Set task –
In the entries below, find the line containing "Put a point on every instance of the green". Copy it and all lines after it, exactly, through the end.

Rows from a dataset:
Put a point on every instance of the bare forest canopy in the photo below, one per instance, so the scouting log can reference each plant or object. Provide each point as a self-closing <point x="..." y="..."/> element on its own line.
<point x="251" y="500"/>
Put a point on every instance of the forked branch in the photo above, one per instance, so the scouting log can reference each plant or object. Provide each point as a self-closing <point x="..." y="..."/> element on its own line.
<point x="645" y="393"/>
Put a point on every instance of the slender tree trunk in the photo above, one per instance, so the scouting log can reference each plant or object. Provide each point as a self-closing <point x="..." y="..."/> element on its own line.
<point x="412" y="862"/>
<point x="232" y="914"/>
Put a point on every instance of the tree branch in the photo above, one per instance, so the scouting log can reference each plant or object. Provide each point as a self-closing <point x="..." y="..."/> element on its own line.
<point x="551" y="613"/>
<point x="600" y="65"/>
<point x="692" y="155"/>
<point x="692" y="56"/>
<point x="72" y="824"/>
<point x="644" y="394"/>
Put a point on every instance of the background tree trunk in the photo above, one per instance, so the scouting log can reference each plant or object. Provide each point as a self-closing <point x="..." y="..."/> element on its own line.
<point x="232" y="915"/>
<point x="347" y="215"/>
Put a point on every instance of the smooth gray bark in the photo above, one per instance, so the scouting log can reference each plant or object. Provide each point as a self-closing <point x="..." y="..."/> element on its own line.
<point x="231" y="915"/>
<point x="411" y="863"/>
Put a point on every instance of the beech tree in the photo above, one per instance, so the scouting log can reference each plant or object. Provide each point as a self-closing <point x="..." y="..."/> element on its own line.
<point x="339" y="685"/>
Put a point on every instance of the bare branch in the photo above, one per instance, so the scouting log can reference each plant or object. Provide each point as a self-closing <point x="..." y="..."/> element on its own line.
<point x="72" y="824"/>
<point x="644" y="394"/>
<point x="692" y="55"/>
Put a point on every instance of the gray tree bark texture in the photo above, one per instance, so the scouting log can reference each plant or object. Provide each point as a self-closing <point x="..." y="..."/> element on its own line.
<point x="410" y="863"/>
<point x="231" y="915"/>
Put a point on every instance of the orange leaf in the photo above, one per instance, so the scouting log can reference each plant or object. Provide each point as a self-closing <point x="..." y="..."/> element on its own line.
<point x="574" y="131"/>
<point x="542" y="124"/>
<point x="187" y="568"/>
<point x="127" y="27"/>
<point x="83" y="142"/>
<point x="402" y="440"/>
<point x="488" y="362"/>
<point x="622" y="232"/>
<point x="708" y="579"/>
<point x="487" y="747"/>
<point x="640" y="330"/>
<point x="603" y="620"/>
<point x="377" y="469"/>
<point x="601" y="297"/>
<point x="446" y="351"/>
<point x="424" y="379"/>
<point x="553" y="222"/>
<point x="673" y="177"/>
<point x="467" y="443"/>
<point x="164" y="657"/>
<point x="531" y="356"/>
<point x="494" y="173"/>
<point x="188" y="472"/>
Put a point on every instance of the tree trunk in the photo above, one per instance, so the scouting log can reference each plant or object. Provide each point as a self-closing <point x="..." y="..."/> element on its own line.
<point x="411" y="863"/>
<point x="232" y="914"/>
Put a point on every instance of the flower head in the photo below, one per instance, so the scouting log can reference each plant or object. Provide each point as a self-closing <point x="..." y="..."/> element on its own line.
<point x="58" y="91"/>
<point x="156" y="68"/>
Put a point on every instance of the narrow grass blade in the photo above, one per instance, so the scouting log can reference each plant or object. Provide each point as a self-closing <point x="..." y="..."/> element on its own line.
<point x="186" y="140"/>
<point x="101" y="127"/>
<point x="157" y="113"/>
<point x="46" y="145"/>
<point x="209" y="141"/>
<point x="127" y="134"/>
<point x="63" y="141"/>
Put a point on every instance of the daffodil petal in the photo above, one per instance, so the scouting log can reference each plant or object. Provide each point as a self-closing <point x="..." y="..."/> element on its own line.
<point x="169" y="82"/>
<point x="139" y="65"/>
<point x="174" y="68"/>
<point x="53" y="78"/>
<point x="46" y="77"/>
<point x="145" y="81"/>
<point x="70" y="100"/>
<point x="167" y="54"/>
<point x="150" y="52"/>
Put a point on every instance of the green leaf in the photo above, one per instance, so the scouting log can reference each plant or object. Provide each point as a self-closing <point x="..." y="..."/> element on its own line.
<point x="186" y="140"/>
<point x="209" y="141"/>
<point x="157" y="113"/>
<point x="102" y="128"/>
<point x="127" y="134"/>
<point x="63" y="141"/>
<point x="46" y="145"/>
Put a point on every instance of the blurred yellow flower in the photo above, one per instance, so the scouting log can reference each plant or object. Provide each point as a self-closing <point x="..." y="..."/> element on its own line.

Finished task –
Put a point on every instance of the green leaf in the photo above, one per instance, so the scouting log can reference each plant or object. Provide each point as a self-closing <point x="..." y="..."/> element on its own line.
<point x="186" y="140"/>
<point x="209" y="141"/>
<point x="157" y="113"/>
<point x="102" y="128"/>
<point x="127" y="134"/>
<point x="63" y="141"/>
<point x="46" y="145"/>
Put a point on every instance of the blurred yellow flower in the photo above, one per instance, so the scouting log can reference each plant or object. Provide each point as a self-closing <point x="..." y="..."/> element on its own line.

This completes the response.